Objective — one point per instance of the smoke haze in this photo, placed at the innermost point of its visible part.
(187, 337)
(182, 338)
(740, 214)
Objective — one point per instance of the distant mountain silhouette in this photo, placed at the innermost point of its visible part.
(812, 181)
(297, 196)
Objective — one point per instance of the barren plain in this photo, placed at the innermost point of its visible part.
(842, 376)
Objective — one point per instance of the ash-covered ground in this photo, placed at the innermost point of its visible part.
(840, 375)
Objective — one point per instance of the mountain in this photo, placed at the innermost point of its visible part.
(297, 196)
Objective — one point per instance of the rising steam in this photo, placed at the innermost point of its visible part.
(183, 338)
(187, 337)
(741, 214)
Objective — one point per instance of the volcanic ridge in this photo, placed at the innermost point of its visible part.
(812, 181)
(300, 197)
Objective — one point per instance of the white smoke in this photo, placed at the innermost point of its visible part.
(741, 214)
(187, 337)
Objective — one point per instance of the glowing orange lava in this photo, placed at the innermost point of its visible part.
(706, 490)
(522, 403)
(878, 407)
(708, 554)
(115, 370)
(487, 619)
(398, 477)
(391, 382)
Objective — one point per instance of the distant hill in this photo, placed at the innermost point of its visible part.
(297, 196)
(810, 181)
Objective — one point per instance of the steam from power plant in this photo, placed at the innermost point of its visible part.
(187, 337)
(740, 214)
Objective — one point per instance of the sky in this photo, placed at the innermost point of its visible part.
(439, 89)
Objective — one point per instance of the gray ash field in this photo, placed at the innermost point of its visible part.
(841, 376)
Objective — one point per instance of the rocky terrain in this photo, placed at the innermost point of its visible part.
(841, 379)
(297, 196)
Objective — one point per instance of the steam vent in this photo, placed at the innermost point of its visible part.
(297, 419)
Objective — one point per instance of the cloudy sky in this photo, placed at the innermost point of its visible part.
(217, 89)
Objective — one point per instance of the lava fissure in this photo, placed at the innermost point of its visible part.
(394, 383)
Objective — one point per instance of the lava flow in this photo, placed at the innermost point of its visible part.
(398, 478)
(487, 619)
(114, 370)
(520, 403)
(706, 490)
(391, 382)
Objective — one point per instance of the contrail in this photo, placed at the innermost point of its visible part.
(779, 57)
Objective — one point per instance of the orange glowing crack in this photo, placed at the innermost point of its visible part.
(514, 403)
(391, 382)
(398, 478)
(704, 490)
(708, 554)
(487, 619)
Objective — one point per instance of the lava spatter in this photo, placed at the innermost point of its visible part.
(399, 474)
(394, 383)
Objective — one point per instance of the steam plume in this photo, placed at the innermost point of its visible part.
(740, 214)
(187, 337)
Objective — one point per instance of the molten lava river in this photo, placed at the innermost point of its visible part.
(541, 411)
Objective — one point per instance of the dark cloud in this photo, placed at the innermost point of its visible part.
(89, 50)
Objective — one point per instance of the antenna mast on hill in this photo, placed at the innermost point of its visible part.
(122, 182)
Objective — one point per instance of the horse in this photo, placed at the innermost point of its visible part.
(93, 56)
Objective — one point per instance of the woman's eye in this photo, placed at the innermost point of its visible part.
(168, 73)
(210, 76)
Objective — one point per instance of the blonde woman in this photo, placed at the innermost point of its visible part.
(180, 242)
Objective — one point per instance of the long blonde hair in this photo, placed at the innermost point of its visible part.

----

- Set exercise
Output only the lines from the one holding "Objective — one point per instance of the dark" through the last line above, exactly as they appear.

- Response to the exercise
Objective — one point per instance of the dark cloud in this photo, placed at the innermost point of its visible part.
(89, 50)
Objective — one point per instance of the antenna mast on hill in this photo, placed at the innermost point of its visible part.
(122, 182)
Objective — one point per instance of the horse in this photo, placed at the innermost point of its visible part.
(93, 56)
Objective — one point per instance of the woman's eye in this photo, placed at the innermost point of its visible part.
(168, 73)
(210, 76)
Objective — one point per instance of the blonde woman in this photo, placed at the innermost point of its visible part.
(180, 242)
Objective — one point per instance of the long blonde hair in this photo, placed at the innermost point of its visible part.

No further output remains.